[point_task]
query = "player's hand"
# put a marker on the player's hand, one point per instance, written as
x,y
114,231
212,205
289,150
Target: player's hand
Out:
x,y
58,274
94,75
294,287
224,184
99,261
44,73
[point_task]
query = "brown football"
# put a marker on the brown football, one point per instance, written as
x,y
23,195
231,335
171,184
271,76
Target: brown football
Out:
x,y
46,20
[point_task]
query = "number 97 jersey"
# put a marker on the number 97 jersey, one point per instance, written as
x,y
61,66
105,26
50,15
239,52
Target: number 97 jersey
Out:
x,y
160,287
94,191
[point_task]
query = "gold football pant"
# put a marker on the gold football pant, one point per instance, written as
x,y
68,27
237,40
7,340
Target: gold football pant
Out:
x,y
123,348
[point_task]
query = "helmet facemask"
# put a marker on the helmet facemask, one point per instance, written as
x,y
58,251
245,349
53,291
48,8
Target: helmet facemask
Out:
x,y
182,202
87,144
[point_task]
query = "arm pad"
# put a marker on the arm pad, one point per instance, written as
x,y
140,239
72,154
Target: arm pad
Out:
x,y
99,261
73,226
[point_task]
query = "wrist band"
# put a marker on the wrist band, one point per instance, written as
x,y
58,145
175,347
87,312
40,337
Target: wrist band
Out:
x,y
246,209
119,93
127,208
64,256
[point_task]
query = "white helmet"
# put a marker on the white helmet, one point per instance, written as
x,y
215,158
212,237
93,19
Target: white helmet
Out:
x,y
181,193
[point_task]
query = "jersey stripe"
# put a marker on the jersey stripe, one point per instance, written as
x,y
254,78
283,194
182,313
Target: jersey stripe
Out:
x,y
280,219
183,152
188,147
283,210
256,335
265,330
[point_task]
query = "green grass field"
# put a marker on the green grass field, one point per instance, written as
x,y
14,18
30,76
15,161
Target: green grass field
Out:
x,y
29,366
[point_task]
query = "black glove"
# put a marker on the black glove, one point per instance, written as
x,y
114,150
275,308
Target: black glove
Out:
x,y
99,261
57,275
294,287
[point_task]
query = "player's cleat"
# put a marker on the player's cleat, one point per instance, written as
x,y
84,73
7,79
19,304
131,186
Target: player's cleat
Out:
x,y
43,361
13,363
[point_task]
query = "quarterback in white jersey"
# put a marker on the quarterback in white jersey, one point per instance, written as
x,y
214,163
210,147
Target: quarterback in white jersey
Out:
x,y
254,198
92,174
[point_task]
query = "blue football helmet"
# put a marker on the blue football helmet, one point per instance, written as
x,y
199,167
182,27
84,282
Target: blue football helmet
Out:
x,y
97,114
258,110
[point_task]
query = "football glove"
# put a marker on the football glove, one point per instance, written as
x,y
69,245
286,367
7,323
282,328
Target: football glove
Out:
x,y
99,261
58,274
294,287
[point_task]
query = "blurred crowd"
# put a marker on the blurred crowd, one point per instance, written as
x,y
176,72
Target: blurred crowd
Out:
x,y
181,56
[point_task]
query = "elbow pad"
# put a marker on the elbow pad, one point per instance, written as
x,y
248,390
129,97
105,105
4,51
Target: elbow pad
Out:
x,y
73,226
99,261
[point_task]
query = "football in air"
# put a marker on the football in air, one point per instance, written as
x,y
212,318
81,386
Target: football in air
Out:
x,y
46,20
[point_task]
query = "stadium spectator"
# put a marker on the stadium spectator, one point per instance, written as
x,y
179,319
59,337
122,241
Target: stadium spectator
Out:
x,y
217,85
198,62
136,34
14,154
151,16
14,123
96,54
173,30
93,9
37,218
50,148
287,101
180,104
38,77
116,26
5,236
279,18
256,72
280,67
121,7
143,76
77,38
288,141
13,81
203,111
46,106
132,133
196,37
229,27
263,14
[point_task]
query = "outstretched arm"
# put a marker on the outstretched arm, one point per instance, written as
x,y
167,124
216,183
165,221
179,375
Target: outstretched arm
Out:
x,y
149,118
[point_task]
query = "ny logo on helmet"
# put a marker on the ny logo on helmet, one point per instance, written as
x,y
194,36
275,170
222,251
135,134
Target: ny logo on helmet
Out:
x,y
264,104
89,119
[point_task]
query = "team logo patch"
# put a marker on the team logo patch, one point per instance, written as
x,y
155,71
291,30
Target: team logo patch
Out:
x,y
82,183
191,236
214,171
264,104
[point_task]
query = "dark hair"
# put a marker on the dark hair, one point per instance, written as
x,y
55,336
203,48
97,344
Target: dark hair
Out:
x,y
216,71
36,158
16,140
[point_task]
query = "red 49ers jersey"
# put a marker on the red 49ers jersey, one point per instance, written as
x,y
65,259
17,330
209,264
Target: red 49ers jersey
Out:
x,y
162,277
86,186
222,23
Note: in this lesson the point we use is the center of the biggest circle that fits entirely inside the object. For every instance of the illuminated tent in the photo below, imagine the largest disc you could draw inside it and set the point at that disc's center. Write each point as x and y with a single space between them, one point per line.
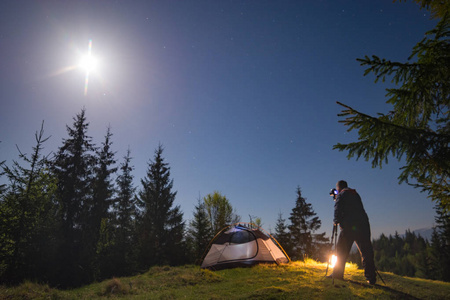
242 245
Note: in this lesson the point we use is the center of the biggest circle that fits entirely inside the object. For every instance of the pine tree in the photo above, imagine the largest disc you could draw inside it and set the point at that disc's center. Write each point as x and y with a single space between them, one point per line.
440 246
282 234
161 225
418 128
73 167
200 231
27 214
220 211
124 212
100 219
304 222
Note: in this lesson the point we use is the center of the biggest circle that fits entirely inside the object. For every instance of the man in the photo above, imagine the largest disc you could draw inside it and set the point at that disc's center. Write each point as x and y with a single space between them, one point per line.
349 213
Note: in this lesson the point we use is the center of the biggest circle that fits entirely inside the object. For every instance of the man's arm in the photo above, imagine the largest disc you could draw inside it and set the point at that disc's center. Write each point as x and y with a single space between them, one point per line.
338 210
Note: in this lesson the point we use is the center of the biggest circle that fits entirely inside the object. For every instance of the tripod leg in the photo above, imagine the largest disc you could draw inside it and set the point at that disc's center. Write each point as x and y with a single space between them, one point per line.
378 273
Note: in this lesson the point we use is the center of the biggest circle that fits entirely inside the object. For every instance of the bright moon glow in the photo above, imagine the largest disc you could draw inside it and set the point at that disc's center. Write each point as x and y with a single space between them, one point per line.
88 63
333 260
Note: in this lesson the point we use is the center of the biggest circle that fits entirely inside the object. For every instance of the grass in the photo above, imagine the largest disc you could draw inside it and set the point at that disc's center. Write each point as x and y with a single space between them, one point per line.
296 280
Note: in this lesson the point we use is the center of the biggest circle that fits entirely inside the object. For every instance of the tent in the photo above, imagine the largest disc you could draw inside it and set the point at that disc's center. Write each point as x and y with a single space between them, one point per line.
240 245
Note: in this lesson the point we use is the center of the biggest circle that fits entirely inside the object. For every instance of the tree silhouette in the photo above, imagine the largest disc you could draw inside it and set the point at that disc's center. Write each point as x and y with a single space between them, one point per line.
418 128
304 222
73 167
161 225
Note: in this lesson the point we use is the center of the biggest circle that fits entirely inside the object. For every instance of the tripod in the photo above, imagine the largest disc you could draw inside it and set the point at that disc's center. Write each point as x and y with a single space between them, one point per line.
333 237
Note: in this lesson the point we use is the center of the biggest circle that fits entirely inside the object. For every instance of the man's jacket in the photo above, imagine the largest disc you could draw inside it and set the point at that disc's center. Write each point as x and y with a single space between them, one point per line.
349 211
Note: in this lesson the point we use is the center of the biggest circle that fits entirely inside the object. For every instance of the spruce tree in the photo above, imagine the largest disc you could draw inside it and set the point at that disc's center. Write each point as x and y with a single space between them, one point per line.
161 225
124 211
417 129
440 246
304 223
73 167
27 218
100 219
282 234
220 211
200 232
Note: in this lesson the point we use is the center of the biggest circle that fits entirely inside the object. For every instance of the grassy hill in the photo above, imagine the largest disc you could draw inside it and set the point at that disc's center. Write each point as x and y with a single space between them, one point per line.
296 280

EXERCISE BRIEF. From the first line to the last, print the records exactly; leave out the pictures.

RESULT FOR THIS TASK.
[point_task]
query = "player's hand"
# put a marker on the player's hand, one point per instance, written as
x,y
114,231
212,205
289,150
Target: player's hand
Out:
x,y
58,274
94,75
294,287
224,184
99,261
44,73
[point_task]
query = "brown football"
# put a marker on the brown football, one point per instance, written as
x,y
23,195
231,335
171,184
271,76
Target: brown football
Out:
x,y
46,20
[point_task]
query = "number 97 jersey"
# put a marker on the number 97 jersey, one point per instance, written as
x,y
61,66
105,26
50,15
239,52
Target: number 97 jersey
Out:
x,y
160,287
94,191
[point_task]
query = "gold football pant"
# put a marker on the gold football pant, one point per instance, written as
x,y
68,27
237,40
7,340
Target: gold football pant
Out:
x,y
123,348
[point_task]
query = "helmet facemask"
# put a marker on the helmet facemask, one point per instance, written as
x,y
58,251
245,349
53,291
48,8
Target: helmet facemask
Out:
x,y
182,202
87,144
[point_task]
query = "arm pad"
# put a marker on the arm pad, one point per instance, written as
x,y
140,239
72,154
Target: arm pad
Out:
x,y
99,261
73,226
[point_task]
query = "wrist band"
# put a marker on the wrist band, one point per instance, written as
x,y
58,145
175,347
87,312
40,337
Target: wrist band
Out:
x,y
246,209
119,93
127,208
64,256
[point_task]
query = "white helmet"
# put a marker on the white helmet, one point per instance, written as
x,y
215,158
212,237
93,19
Target: white helmet
Out:
x,y
181,193
[point_task]
query = "jersey stripe"
# put a marker on the jersey stripe, one point per instance, written as
x,y
254,78
283,194
182,313
Target: jersey stripe
Out:
x,y
280,219
183,152
188,147
283,210
256,335
265,330
[point_task]
query = "green grass field"
# put a marker on the green grass field, one point per instance, written as
x,y
14,18
30,76
15,161
Target: green grass field
Out:
x,y
29,366
[point_task]
query = "black glove"
# put a marker on the black glove, one point per instance, written as
x,y
114,150
275,308
Target: black glove
Out:
x,y
99,261
57,275
294,287
[point_task]
query = "player's cleat"
# put a marker on the player's cleat, one point per instance, written as
x,y
84,73
7,79
19,304
131,186
Target: player's cleat
Out:
x,y
43,361
13,363
[point_task]
query = "quarterback in white jersey"
# put a marker on the quarterback in white jersey, one point per instance, written as
x,y
214,163
210,147
Target: quarterback in white jersey
Out:
x,y
254,198
92,174
[point_task]
query = "blue football helmet"
# put a marker on the blue football helmet, one point per instance, written as
x,y
199,167
182,27
84,282
Target: blue football helmet
Out:
x,y
97,114
258,110
[point_task]
query = "football glove"
# put a marker on the football glove, one point per instance, written as
x,y
69,245
286,367
7,323
282,328
Target: football glove
Out:
x,y
99,261
58,274
294,287
[point_task]
query = "blurred crowd"
# put a marker on the blurred crowd, one point per instance, written as
x,y
176,72
Target: blurred crowd
Out:
x,y
181,56
[point_task]
query = "elbow pad"
# put a marker on the elbow pad, one point per instance, written as
x,y
248,390
129,97
105,105
4,51
Target: elbow pad
Out:
x,y
73,226
99,261
[point_task]
query = "football in air"
# put a marker on the football in air, one point per instance, written as
x,y
212,318
81,386
Target: football in air
Out:
x,y
46,20
[point_task]
query = "stadium spectator"
# put a marker on the stadium spectator, one point per instance, written as
x,y
179,319
59,337
122,241
Target: stadium spectator
Out:
x,y
217,85
198,62
136,34
14,154
151,16
14,123
96,54
173,30
93,9
37,218
50,148
287,101
180,104
38,77
116,26
5,236
279,18
256,72
280,67
121,7
143,76
77,38
288,141
13,81
203,111
46,106
132,133
196,37
229,27
263,14
[point_task]
query = "outstretched arm"
# put a marker on the outstretched arm, one point per instance, written as
x,y
167,124
216,183
165,221
179,375
Target: outstretched arm
Out:
x,y
149,118
[point_task]
query = "ny logo on helmet"
# put a marker on the ny logo on helmet, one point per instance, written as
x,y
194,36
275,170
222,251
135,134
Target: ny logo on helmet
Out:
x,y
264,104
89,119
[point_task]
query = "team logo patch"
# put a marker on the team logo patch, one point per instance, written as
x,y
155,71
291,30
Target: team logo patch
Out:
x,y
82,183
191,236
214,171
264,104
[point_task]
query = "dark hair"
# put a marker on the dark hair, one point per instance, written as
x,y
55,336
203,48
97,344
Target: dark hair
Out:
x,y
216,71
36,158
16,140
[point_task]
query = "red 49ers jersey"
# put a marker on the red 49ers jersey, one point per instance, written as
x,y
65,259
17,330
209,264
Target: red 49ers jersey
Out:
x,y
162,277
86,186
222,23
Note: in this lesson the point we use is the center of the biggest circle that fits entirely inside the object. For every instance of the illuminated tent in the photo below, imagine the largest disc you could draw inside it and set the point at that disc's center. Write each point as x and y with a single space between them, one point per line.
242 245
Note: in this lesson the point we use is the center of the biggest circle that fits entirely inside the object. For every instance of the pine tree in the photo above, imagine the largest disc you could draw inside it and set the point at that disc's center. Write each point as x and y with a single space between them, one point per line.
440 246
282 234
161 225
418 128
73 167
200 231
27 214
220 211
124 212
100 219
304 222
Note: in this lesson the point we use is the center of the biggest circle that fits entirely inside the object. For every instance of the man in the photo above, imagine the largest disc you could draw inside it and set the point at that disc's center. Write each point as x and y with a single space between them, one point per line.
349 213
Note: in this lesson the point we use is the center of the biggest circle that fits entirely inside the object. For every instance of the man's arm in the photo above, imagine the largest disc you could draw inside it and set the point at that disc's center. Write each point as x and y with a single space between them, one point per line.
338 210
Note: in this lesson the point we use is the center of the biggest circle that fits entirely inside the object. For every instance of the tripod leg in the photo above, imagine the largest disc you could draw inside it and set the point at that disc's center. Write each point as x and y with a single space between them, one point per line.
378 273
Note: in this lesson the point we use is the center of the biggest circle that fits entirely inside the object. For every instance of the bright moon glow in the photo above, imagine the largest disc you could draw inside it and set the point at that disc's center. Write each point as x and y with a single space between them, one point per line.
88 63
333 260
Note: in this lesson the point we use is the center of the biggest circle that fits entirely inside the object. For every instance of the grass in the photo above, imagine the largest disc you could draw inside it and set the point at that disc's center. Write each point as x and y with a single space between them, one point per line.
296 280
Note: in this lesson the point we use is the center of the biggest circle that fits entirely inside the object. For every instance of the tent in the photo above, imagine the largest disc you could draw inside it and set the point at that disc's center. Write each point as x and y with a single space between them, one point per line.
240 245
Note: in this lesson the point we use is the center of the biggest circle that fits entirely inside the object. For every instance of the tree silhouette in the photo above, imagine the largest disc you could draw inside it and set the point at that disc's center. Write each point as x and y with a single space between them, one point per line.
418 128
304 222
73 167
161 225
Note: in this lesson the point we use is the center of the biggest circle that fits entirely inside the object. For every instance of the tripod in the photo above, imagine the largest disc you could draw inside it and set the point at that disc's center. Write each point as x and y with a single space between them, one point per line.
333 237
Note: in this lesson the point we use is the center of the biggest circle that fits entirely inside the object. For every instance of the man's jacket in the photo above, imagine the largest disc you could draw inside it and set the point at that disc's center. Write each point as x and y with a single space between them, one point per line.
349 211
Note: in this lesson the point we use is the center of the biggest circle that fits entirely inside the object. For every instance of the spruce tree in the photo above, imagine the largest disc you could draw inside it and set the point at that disc's center. Write each point as x and y with a single space between them, one point per line.
161 225
124 211
417 129
440 246
304 223
73 167
27 218
100 219
282 234
220 211
200 232
Note: in this lesson the point we use is the center of the biggest circle that fits entirely inside the object. For every instance of the grassy hill in the photo above, imagine the largest disc you could draw inside it and set the point at that disc's center. Write each point as x and y with a single space between them, one point per line.
296 280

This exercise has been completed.